-- start Material for the task --

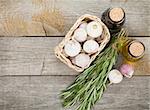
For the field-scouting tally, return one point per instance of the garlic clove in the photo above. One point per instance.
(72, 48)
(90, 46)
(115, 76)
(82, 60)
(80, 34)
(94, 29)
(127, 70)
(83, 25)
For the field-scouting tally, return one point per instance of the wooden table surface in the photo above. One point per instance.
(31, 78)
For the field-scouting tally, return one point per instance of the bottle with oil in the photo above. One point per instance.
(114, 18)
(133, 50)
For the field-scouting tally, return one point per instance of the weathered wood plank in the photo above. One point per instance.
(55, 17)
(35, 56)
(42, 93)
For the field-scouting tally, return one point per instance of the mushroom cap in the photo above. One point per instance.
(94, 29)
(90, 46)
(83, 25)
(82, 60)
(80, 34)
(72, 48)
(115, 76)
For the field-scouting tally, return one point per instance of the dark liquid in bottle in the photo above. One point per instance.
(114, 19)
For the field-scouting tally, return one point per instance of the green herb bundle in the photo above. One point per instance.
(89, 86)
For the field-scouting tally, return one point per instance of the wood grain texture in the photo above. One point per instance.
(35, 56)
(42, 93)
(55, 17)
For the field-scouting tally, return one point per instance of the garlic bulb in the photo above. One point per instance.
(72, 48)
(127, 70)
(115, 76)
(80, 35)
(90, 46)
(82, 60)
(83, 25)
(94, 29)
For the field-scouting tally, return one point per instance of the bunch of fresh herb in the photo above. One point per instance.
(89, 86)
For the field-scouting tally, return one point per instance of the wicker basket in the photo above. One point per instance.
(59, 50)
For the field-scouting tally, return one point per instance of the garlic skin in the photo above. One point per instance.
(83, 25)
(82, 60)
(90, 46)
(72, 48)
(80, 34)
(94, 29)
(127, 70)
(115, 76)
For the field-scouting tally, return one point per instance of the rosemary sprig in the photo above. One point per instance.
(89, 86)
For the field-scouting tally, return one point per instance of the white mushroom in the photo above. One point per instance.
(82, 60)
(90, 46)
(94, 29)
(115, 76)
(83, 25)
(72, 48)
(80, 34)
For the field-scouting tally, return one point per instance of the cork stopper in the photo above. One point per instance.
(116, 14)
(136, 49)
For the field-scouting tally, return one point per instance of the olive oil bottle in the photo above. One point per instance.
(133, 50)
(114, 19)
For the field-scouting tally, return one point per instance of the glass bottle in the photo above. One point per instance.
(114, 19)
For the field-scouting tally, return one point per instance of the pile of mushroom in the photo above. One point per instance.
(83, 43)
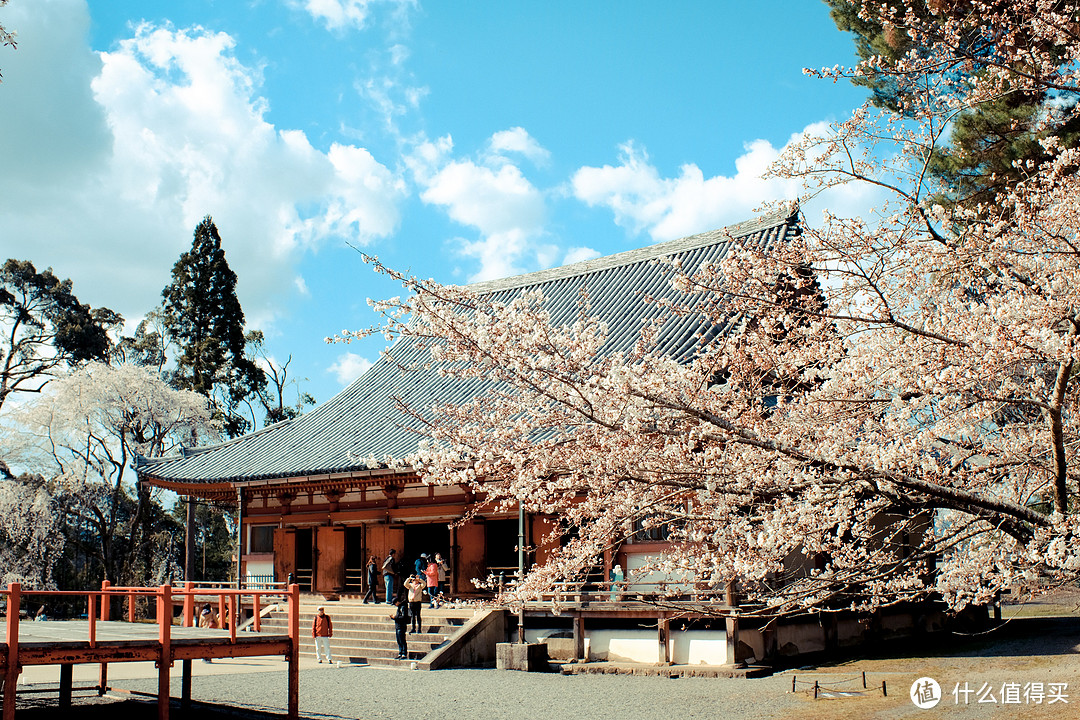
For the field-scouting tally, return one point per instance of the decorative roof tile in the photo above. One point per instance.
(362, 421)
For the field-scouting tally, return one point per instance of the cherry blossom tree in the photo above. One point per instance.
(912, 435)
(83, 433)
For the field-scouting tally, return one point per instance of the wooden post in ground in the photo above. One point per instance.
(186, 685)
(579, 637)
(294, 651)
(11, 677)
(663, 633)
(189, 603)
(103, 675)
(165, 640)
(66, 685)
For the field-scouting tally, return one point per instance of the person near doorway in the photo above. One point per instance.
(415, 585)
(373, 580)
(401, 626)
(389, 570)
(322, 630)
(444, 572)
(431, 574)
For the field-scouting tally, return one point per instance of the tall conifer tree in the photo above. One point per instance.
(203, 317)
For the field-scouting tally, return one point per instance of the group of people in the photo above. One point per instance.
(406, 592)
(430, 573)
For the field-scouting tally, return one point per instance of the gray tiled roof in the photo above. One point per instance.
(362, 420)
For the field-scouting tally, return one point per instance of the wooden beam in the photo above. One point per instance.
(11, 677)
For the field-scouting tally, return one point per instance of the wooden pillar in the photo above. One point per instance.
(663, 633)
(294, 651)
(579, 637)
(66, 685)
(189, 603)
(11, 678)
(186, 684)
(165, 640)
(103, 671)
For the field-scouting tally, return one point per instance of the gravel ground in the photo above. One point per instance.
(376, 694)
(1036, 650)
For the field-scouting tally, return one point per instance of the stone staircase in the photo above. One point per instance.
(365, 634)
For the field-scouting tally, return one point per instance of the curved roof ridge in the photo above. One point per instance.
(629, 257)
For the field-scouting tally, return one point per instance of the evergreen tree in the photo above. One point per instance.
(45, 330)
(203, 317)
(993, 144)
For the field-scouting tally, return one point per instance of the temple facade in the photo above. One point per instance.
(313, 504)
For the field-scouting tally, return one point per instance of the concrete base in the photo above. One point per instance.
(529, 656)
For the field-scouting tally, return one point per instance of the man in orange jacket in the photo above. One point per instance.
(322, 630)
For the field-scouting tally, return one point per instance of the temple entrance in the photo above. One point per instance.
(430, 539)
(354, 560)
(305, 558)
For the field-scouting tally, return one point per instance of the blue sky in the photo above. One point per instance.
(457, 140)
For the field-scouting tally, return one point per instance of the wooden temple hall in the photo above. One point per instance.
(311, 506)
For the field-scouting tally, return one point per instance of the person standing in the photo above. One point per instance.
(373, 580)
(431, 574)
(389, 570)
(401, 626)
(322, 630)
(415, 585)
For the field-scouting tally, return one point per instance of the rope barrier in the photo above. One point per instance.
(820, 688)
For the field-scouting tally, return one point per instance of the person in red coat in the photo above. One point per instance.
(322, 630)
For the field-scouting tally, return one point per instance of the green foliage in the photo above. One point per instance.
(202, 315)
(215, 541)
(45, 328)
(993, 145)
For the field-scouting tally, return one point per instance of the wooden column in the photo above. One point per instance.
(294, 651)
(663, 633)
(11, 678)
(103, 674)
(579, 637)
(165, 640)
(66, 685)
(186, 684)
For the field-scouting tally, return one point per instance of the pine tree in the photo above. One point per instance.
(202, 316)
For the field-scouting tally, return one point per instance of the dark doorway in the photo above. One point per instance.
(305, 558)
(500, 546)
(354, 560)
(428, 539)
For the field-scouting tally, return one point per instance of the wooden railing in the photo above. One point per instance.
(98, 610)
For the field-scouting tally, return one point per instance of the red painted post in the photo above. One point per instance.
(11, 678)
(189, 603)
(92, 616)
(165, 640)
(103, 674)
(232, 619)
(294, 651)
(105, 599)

-- end Material for the task --

Instructions for the task
Omit the pictures. Transcribe every record exactly.

Complete output
For the field-scouting tally, return one point per instance of the garlic clove in the photo above. One point per instance.
(72, 48)
(90, 46)
(115, 76)
(82, 60)
(80, 34)
(94, 29)
(127, 70)
(83, 25)
For the field-scouting tally, return one point per instance of the wooden table surface in the photo above. One point per instance.
(31, 78)
For the field-scouting tally, return one point per instance of the bottle with oil in the photo above. One point per instance.
(114, 18)
(133, 50)
For the field-scouting tally, return one point per instance of the weathered wood plank in the photo above. One point per instance.
(55, 17)
(35, 56)
(42, 93)
For the field-scouting tally, return one point per instance of the mushroom cap in the photo above. One point per instance.
(94, 29)
(90, 46)
(83, 25)
(82, 60)
(80, 34)
(72, 48)
(115, 76)
For the field-scouting tally, return one point per instance of the dark liquid in bottle in the photo above. One point per instance.
(114, 19)
For the field-scouting tally, return one point per instance of the green herb bundle in the photo above. One point per instance.
(89, 86)
For the field-scouting tally, return one point per instance of the wood grain texture in the photo above. One point per instance.
(35, 56)
(42, 93)
(55, 17)
For the field-scouting tally, return one point per instance of the garlic bulb in the photo above. One point per instance.
(72, 48)
(127, 70)
(115, 76)
(80, 35)
(90, 46)
(82, 60)
(83, 25)
(94, 29)
For the field-scouting tally, return one point per instance of the bunch of fresh herb in the photo above. One point per instance.
(89, 86)
For the field-scouting tally, return one point per instance of the wicker basket in the photo above. One point per instance.
(59, 50)
For the field-scouting tally, return one point per instance of the garlic skin in the photo above. One point per instance.
(83, 25)
(82, 60)
(90, 46)
(72, 48)
(80, 34)
(94, 29)
(127, 70)
(115, 76)
For the field-scouting tally, return one point per instance of the rosemary sprig in the photo above. One point per instance.
(89, 86)
For the field-scouting tally, return one point per instance of the white mushroom in the photo above. One point per instance.
(82, 60)
(90, 46)
(94, 29)
(115, 76)
(83, 25)
(72, 48)
(80, 34)
For the field-scouting tally, return one point per instance of the cork stopper in the photo above. One point per instance.
(116, 14)
(136, 49)
For the field-scouting tally, return one point per instance of the olive oil bottle in the photo above. One point per instance.
(133, 50)
(114, 19)
For the field-scouting tally, return one point per instance of the glass bottle in the photo above. One point per instance.
(114, 19)
For the field-scouting tally, return one point per instance of the pile of mushroom in the photo above. One point per instance.
(83, 43)
For the field-scouting tally, return one point per instance of the decorative roof tile in the photo above. One point per instance.
(362, 421)
For the field-scouting tally, return one point per instance of the cherry blossom tree in the photo above. One point per instance.
(912, 435)
(83, 433)
For the field-scouting tally, return one point per instance of the wooden post in ground in the photo above. One point per instance.
(186, 685)
(579, 637)
(294, 651)
(11, 677)
(663, 633)
(189, 603)
(103, 675)
(165, 640)
(66, 685)
For the field-scouting tally, return one point per instance of the person near doorway in the photo above. One point per instance.
(415, 585)
(373, 580)
(401, 626)
(389, 570)
(322, 630)
(444, 572)
(431, 574)
For the field-scouting tally, return one point per instance of the tall conifer tree in the photo above. One point per instance.
(203, 317)
For the field-scouting tally, return one point per instance of the group of people in the photo above. One point per instance.
(406, 592)
(430, 573)
For the field-scouting tally, return one point per instance of the gray tiled roof in the photo above. One point per instance.
(362, 420)
For the field-scouting tally, return one point per instance of the wooden beam in the photo above. One point per instance.
(11, 677)
For the field-scouting tally, return one point per instance of the wooden pillar in the photo above. One point per instance.
(663, 633)
(294, 651)
(579, 637)
(66, 685)
(189, 603)
(11, 678)
(186, 684)
(165, 640)
(103, 671)
For the field-scouting tally, return one point per instance of the gravel ground in the photo above. One point per instance.
(376, 694)
(1036, 650)
For the field-scouting tally, return one point per instance of the stone staircase in the photo above. One point per instance.
(365, 634)
For the field-scouting tally, return one point per instance of the curved roof ridge in the photo above. One point per instance.
(629, 257)
For the field-scouting tally, return one point per instance of the evergreen tree in the photo above. One point per instance.
(45, 330)
(203, 317)
(993, 144)
For the field-scouting tally, return one point per instance of the temple facade in the photo above. One point per instance.
(313, 504)
For the field-scouting tally, return one point per instance of the concrete base in the photo above. One point per instance.
(529, 656)
For the field-scouting tally, return one point per instance of the man in orange jacket in the photo above. One point per instance.
(322, 630)
For the field-scouting tally, return one point per instance of the temple entrance in the photo above. One point per instance.
(430, 539)
(354, 560)
(305, 558)
For the field-scouting tally, return one point per instance of the blue sky in the photo above. One point per instance.
(457, 140)
For the field-scouting tally, return one point per instance of the wooden temple hall in the photo above. One point per instance.
(311, 506)
For the field-scouting tally, return one point per instance of the person standing in the photo above. One point per instance.
(373, 580)
(431, 574)
(389, 570)
(401, 626)
(322, 630)
(415, 585)
For the field-scouting tally, return one point per instance of the rope barrier in the photo above. One point per instance.
(820, 688)
For the field-scouting tally, return one point per instance of the person in red coat in the photo above. One point per instance.
(322, 630)
For the field-scouting tally, return one point per instance of the green foliage in the photo above. One point per instance.
(202, 315)
(215, 541)
(45, 328)
(993, 145)
For the field-scouting tally, return one point per instance of the wooden column in the photo above. One point per instance.
(294, 651)
(663, 633)
(11, 678)
(103, 674)
(579, 637)
(165, 640)
(66, 685)
(186, 684)
For the field-scouting tally, return one point per instance of the pine tree in the photo above. One point per instance.
(202, 316)
For the field-scouting tally, return one point per instance of the dark doorway in the photo above. One point per instance.
(305, 558)
(500, 546)
(354, 560)
(428, 539)
For the field-scouting tally, return one point per instance of the wooden railing in the photo above. One point per instance.
(98, 610)
For the field-scouting tally, return one point per instance of the red painted post in the photo above. One point per instance.
(11, 678)
(189, 603)
(92, 616)
(165, 640)
(103, 674)
(232, 619)
(294, 651)
(105, 599)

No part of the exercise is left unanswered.